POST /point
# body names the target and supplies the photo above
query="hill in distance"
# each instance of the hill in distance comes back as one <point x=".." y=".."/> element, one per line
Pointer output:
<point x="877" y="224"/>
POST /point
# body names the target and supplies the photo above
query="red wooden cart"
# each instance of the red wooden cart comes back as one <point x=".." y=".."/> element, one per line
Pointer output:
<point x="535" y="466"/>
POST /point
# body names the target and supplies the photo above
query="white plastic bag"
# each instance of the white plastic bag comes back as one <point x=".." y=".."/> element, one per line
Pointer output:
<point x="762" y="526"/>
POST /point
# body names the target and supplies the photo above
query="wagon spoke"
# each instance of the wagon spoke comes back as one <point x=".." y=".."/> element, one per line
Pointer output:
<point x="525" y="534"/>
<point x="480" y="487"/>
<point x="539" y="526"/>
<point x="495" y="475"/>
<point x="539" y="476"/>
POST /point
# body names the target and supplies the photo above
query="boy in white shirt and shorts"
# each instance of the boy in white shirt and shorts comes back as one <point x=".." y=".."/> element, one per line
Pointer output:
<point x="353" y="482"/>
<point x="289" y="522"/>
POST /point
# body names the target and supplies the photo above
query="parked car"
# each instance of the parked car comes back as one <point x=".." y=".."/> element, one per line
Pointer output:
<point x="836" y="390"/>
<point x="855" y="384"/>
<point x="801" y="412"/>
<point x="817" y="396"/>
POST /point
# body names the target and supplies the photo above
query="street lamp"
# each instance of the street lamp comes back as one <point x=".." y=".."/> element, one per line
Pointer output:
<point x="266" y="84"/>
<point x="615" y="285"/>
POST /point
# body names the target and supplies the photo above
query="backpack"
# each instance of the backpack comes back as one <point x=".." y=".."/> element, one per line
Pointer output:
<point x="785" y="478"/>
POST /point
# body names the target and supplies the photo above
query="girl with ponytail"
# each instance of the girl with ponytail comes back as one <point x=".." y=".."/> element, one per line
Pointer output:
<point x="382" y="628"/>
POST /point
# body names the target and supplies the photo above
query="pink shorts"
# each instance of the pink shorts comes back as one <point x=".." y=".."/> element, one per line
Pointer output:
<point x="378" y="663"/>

####################

Activity:
Look over the records above and copy each line that includes the string "shorts".

Answer for the task:
query="boy in white shirt and shorts"
# each instance of the boy in white shirt and shorts comes back as one <point x=".." y=".."/> element, one per line
query="pink shorts"
# each instance of the pink shorts comes back as one <point x=".." y=".."/> element, one per line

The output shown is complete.